Senators voted 49-44 on Ratcliffe’s nomination to the director of national intelligence, a position that has been filled in an acting capacity since former DNI Dan Coats stepped down in August 2019.
- In a series of Tweets, the president criticized Fox News for not promoting him and other republican candidates. “Many will disagree, but @FoxNews is doing nothing to help Republicans, and me, get re-elected on November 3rd. Sure, there are some truly GREAT people on Fox, but you also have some real “garbage” littered all over the network, people like Dummy Juan Williams, Schumerite Chris…
….Hahn, Richard Goodstein, Donna Brazile, Niel Cavuto, and many others. They repeat the worst of the Democrat speaking points, and lies. All of the good is totally nullified, and more. Net Result = BAD! CNN & MSDNC are all in for the Do Nothing Democrats! Fox WAS Great!”
- The Trump administration failed to turn over hundreds of emails and other internal documents before going to trial over the now-blocked census citizenship question — and a federal judge says it has to pay for it.
U.S. District Judge Jesse Furman of New York has ordered the administration to cover the attorney’s fees and other costs related to a legal dispute over the previously undisclosed documents.
- The shooting at the Naval Air Station Corpus Christi in Texas on Thursday is terrorism related, the FBI said.
The shooter, who has not been identified, is dead, but a second person of interest may be at large in the community, according to the FBI.
“We have determined that the incident this morning at the Naval Air Station Corpus Christi is terrorism related,” said Leah Greeves, FBI supervisor senior resident agent in Corpus Christi.
- The Senate has confirmed Kenneth Braithwaite to be secretary of the Navy, after the service and former secretary came under sharp criticism for its handling of the coronavirus outbreak aboard the USS Theodore Roosevelt aircraft carrier that infected more than 1,000 sailors.
- The Defense Department has rescinded a policy that banned recruits from enlisting in the military if they have been hospitalized for coronavirus, the Pentagon’s head of manpower said.

======

• _Assigned task 1_:
According to the news roundup, what was the Senate vote on Ratcliffe's nomination as director of national intelligence?
• _Assigned task 2_:
Retype the news roundup from "- In a series" up to and including "pay for it.".

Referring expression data
======

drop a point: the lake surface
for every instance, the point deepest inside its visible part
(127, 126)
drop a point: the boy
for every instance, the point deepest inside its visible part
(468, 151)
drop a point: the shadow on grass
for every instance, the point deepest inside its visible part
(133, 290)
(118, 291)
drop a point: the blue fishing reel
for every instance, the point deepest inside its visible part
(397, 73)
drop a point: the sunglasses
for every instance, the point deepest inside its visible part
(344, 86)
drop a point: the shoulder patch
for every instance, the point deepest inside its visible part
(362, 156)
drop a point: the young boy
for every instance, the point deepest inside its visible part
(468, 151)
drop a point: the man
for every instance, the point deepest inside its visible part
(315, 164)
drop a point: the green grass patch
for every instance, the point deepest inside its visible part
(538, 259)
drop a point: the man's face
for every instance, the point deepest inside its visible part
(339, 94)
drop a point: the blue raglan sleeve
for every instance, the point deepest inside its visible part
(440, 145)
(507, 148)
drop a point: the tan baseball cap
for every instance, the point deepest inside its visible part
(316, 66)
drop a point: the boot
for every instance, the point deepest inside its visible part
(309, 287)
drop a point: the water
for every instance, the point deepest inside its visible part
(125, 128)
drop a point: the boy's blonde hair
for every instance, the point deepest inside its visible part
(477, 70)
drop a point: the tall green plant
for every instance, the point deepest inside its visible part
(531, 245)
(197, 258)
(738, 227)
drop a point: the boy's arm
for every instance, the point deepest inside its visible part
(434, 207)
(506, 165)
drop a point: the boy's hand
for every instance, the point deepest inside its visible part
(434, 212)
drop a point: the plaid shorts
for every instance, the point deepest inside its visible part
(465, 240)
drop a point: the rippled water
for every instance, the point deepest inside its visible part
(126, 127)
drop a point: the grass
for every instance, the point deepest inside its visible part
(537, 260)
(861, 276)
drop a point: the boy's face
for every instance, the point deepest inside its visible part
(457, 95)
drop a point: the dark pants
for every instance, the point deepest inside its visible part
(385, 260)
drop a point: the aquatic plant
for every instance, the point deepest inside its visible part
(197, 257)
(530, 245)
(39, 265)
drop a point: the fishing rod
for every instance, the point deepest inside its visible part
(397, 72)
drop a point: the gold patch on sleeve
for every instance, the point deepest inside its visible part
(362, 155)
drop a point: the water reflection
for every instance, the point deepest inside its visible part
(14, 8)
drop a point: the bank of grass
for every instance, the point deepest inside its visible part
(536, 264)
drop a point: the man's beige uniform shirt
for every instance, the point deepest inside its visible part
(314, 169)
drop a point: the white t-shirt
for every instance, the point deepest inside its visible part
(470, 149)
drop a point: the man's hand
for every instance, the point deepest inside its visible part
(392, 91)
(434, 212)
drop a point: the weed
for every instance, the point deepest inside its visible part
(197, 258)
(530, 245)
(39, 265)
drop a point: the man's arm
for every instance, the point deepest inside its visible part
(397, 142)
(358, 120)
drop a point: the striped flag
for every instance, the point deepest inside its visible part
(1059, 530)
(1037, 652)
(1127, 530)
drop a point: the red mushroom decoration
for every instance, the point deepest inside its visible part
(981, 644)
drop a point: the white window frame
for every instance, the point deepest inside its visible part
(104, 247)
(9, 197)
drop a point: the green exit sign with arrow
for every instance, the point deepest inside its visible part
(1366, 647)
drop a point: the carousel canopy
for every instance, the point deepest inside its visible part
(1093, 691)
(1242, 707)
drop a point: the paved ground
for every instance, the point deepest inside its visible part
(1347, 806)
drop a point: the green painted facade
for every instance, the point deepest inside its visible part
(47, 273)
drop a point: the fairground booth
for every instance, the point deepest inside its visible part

======

• _Exercise solution 1_:
49-44

• _Exercise solution 2_:
- In a series of Tweets, the president criticized Fox News for not promoting him and other republican candidates. “Many will disagree, but @FoxNews is doing nothing to help Republicans, and me, get re-elected on November 3rd. Sure, there are some truly GREAT people on Fox, but you also have some real “garbage” littered all over the network, people like Dummy Juan Williams, Schumerite Chris…
….Hahn, Richard Goodstein, Donna Brazile, Niel Cavuto, and many others. They repeat the worst of the Democrat speaking points, and lies. All of the good is totally nullified, and more. Net Result = BAD! CNN & MSDNC are all in for the Do Nothing Democrats! Fox WAS Great!”
- The Trump administration failed to turn over hundreds of emails and other internal documents before going to trial over the now-blocked census citizenship question — and a federal judge says it has to pay for it.